[Task requirements] Count how many lines of the rows below contain the string "white", treating uppercase and lowercase as different. Give only the number.

§ §

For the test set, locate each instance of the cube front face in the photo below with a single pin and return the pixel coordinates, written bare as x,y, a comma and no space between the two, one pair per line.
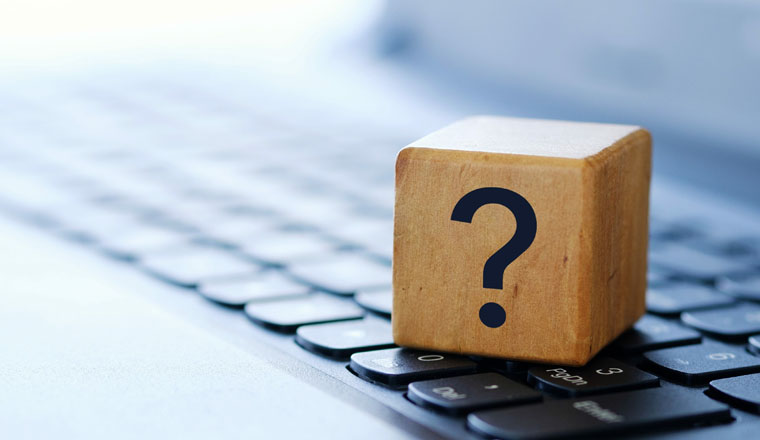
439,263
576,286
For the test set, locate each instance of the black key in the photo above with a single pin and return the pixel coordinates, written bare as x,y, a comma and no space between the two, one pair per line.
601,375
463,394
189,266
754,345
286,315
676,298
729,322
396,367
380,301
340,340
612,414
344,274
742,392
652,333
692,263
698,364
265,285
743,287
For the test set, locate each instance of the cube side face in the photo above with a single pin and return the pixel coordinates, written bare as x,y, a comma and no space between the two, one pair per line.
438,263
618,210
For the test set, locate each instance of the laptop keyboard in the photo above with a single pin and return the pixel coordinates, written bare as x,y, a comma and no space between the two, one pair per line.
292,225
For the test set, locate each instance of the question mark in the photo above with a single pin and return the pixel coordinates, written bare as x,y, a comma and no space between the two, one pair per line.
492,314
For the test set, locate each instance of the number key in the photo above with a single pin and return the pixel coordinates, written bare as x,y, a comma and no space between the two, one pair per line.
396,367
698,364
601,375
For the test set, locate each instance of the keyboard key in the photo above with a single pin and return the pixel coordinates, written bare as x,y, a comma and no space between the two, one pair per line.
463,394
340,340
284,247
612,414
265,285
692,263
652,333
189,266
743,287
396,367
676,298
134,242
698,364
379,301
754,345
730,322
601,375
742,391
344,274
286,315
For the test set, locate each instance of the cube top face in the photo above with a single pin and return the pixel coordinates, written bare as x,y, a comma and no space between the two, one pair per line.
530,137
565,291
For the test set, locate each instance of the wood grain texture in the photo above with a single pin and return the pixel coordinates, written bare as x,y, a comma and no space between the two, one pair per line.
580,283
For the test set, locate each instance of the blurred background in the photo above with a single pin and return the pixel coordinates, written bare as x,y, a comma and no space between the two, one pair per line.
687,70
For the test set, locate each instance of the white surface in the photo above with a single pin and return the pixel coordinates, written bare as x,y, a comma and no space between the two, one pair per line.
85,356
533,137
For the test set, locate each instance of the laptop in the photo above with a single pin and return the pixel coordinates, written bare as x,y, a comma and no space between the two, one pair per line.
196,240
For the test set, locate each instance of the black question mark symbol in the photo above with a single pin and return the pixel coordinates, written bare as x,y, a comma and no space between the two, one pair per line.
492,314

§ §

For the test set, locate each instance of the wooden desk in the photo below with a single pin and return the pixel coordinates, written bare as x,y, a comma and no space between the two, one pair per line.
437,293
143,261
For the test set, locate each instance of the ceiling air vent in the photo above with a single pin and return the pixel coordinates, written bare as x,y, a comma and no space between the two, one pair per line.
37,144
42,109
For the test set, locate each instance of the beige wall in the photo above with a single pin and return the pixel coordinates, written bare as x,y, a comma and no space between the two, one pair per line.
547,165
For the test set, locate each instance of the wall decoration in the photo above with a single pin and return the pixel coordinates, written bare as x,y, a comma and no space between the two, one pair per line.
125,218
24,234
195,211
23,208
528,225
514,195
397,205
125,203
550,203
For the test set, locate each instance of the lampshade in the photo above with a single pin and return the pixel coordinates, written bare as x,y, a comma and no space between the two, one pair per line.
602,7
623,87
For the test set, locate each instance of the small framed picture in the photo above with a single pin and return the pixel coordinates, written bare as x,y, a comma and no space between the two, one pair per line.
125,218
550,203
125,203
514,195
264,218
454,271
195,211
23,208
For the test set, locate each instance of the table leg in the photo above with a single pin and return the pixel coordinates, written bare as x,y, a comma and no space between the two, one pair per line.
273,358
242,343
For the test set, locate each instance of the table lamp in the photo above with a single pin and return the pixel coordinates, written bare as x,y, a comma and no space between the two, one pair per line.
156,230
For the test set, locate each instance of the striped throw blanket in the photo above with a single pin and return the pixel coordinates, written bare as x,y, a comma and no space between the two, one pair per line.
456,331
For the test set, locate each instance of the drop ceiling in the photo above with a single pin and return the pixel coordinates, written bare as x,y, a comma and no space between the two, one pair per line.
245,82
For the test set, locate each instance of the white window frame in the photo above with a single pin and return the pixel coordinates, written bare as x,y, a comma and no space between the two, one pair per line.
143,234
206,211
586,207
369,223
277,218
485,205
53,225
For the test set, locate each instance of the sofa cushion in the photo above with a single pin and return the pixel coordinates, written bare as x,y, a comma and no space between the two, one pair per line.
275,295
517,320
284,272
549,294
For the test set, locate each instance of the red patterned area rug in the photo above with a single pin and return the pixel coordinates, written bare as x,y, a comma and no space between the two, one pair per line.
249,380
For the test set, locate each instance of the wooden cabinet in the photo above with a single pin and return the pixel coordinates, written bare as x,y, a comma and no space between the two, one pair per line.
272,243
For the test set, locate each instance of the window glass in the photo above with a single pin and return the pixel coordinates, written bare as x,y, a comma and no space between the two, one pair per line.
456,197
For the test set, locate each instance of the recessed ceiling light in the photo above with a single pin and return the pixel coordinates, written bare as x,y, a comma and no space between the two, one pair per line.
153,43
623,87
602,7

§ §

[Written answer] 2